Written task: Only the lines from the one containing "of the breakwater" to the end of the entries should be written out, each exactly as it stands, both ends included.

[Records from a point labeling set]

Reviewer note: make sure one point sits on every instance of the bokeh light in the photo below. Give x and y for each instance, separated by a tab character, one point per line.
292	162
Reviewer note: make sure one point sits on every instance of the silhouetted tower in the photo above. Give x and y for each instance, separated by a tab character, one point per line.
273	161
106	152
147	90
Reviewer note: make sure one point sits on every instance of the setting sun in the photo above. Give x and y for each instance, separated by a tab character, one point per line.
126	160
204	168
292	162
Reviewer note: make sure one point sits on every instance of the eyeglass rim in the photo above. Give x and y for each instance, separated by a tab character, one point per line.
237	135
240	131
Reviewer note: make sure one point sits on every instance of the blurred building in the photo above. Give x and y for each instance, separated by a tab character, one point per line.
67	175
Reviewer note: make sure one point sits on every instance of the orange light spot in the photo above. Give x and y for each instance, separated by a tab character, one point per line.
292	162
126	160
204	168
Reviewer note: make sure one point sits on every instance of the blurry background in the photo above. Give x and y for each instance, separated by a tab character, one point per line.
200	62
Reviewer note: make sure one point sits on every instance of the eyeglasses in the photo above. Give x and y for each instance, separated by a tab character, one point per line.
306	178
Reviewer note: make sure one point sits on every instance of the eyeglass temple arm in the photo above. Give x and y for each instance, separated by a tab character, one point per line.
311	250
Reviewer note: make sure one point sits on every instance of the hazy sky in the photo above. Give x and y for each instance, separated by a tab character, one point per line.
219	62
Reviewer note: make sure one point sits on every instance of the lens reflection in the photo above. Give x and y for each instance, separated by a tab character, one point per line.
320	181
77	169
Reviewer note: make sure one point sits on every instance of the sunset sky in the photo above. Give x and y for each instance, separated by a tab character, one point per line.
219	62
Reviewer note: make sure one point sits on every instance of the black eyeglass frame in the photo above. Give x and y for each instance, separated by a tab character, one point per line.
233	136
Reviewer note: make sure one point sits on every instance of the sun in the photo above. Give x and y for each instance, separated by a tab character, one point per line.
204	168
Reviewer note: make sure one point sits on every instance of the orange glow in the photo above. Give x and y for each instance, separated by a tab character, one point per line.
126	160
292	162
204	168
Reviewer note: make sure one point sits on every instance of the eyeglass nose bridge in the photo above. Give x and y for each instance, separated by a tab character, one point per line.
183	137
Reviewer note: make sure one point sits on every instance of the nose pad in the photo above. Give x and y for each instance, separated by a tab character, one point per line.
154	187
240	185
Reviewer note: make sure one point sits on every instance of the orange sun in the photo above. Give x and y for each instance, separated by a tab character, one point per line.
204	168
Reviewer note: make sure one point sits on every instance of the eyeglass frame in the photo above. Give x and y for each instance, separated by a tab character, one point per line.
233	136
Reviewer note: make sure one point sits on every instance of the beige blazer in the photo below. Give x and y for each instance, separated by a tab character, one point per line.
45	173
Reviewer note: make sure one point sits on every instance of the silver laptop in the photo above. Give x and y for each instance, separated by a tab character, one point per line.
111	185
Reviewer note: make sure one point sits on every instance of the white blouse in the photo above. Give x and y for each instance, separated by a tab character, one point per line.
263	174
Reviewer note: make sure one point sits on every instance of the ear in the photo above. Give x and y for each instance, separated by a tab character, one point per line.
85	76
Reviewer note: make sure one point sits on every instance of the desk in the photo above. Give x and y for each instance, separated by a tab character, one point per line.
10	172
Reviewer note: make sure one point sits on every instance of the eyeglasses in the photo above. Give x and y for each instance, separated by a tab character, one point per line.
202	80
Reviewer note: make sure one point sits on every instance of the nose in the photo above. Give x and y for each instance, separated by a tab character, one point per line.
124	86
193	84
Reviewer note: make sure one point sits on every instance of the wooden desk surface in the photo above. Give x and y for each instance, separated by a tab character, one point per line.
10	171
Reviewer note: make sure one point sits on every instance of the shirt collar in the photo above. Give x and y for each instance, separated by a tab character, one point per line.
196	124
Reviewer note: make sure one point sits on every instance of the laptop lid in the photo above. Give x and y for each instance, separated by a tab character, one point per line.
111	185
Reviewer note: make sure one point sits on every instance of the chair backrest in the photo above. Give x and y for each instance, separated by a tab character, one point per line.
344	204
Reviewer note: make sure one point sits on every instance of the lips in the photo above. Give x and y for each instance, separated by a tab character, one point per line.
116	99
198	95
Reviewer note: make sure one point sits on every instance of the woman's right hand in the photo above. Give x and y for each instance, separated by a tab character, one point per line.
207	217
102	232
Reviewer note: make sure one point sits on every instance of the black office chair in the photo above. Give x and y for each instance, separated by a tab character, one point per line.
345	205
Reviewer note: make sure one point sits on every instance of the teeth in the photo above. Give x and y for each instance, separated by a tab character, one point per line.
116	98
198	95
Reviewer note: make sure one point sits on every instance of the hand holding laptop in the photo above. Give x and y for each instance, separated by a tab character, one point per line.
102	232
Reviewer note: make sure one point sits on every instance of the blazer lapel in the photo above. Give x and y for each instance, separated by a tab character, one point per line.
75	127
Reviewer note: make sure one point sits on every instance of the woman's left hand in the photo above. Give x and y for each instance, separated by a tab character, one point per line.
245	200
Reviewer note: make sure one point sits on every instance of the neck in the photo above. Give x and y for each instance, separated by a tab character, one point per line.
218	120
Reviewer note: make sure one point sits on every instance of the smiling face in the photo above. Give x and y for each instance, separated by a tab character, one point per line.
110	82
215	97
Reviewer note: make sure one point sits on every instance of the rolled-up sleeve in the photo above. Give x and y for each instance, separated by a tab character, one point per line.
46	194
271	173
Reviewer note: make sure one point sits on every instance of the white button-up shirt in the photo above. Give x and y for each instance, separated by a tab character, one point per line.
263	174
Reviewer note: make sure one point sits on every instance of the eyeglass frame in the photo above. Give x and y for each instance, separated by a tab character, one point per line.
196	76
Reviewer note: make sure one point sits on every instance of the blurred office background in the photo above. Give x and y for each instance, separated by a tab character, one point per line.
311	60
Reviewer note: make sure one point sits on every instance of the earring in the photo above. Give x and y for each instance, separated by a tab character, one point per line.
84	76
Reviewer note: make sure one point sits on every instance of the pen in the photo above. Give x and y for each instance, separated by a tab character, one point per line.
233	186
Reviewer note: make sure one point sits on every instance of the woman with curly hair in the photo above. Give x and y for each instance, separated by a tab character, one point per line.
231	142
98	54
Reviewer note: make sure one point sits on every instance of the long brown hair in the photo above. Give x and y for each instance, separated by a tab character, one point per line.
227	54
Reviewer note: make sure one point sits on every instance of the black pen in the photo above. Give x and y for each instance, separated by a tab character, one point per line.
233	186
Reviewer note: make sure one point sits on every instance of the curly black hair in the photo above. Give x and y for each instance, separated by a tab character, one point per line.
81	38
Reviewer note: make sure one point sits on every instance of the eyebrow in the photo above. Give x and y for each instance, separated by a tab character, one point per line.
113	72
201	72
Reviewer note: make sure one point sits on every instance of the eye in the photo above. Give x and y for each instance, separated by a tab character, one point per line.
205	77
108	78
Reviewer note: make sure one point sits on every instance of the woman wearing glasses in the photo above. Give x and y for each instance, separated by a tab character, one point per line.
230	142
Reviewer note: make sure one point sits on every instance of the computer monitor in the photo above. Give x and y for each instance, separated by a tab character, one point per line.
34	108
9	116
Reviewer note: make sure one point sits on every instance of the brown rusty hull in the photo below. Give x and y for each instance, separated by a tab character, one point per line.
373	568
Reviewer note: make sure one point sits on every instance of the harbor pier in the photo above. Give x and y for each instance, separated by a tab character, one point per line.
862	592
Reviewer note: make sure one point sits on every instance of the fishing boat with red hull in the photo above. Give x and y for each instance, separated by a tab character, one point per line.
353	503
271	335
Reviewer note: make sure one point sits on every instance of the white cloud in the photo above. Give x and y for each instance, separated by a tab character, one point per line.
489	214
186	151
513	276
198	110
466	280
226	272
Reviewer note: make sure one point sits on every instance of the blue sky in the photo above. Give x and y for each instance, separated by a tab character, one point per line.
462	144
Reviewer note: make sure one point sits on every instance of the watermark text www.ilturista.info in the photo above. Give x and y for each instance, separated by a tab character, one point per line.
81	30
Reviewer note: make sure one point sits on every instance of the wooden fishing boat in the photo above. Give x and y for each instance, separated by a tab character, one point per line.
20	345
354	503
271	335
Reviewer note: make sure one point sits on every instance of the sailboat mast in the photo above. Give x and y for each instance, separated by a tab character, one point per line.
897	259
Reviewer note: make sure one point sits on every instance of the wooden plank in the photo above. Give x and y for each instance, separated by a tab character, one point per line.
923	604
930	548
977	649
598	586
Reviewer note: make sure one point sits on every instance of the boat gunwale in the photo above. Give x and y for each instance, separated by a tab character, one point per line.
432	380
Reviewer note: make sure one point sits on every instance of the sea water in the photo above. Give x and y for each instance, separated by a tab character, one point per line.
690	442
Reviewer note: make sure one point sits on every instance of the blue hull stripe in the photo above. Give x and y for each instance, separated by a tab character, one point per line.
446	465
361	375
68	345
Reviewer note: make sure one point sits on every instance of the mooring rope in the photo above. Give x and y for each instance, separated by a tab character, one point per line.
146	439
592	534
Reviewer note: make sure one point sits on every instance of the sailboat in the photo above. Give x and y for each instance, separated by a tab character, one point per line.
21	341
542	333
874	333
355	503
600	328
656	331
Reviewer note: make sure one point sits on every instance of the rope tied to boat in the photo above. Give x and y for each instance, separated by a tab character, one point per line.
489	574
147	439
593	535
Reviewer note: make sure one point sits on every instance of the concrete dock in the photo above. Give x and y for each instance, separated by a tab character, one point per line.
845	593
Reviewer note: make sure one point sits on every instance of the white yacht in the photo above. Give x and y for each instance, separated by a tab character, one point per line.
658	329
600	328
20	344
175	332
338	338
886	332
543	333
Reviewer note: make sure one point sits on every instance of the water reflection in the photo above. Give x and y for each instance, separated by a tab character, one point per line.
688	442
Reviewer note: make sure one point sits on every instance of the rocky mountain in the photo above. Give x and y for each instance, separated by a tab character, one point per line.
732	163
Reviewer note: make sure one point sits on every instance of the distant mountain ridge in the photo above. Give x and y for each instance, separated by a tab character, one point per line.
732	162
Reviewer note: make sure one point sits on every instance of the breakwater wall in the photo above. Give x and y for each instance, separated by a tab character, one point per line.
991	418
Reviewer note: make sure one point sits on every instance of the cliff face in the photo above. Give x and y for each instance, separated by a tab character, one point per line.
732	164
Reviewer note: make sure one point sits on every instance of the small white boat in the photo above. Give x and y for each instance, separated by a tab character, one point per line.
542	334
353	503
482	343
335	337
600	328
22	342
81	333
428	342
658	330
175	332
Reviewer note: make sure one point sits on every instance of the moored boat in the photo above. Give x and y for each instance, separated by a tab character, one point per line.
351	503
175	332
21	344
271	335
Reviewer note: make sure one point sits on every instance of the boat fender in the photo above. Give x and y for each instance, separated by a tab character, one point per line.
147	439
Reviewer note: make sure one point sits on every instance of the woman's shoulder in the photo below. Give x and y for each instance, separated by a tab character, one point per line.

The response:
Reviewer note: make sure one point sits on every instance of the breakwater wall in the photo above. Give x and y for each instance, separated by a tab character, one point per line.
991	418
Reviewer note: make sure one point sits on every instance of the cliff face in the photo above. Give x and y for each instance, separated by a tab character, one point per line.
732	164
Reviewer note: make sure one point sits on every instance of the small white boat in the photo above. Give x and y for each instance, separated by a tab character, one point per line.
542	334
353	503
482	343
335	337
600	328
22	342
81	333
428	342
658	330
175	332
Reviewer note: make sure one point sits on every instance of the moored boat in the photo above. Give x and y for each instance, separated by a tab character, one point per line.
351	503
175	332
21	344
271	335
Reviewer note: make sure one point sits on every instance of the boat fender in the photo above. Give x and y for each instance, separated by a tab character, one point per line.
147	439
Reviewer note: make sure one point sits on every instance of the woman's shoulder in the photo below. Give x and y for each instance, separated by a tab character, one point per line.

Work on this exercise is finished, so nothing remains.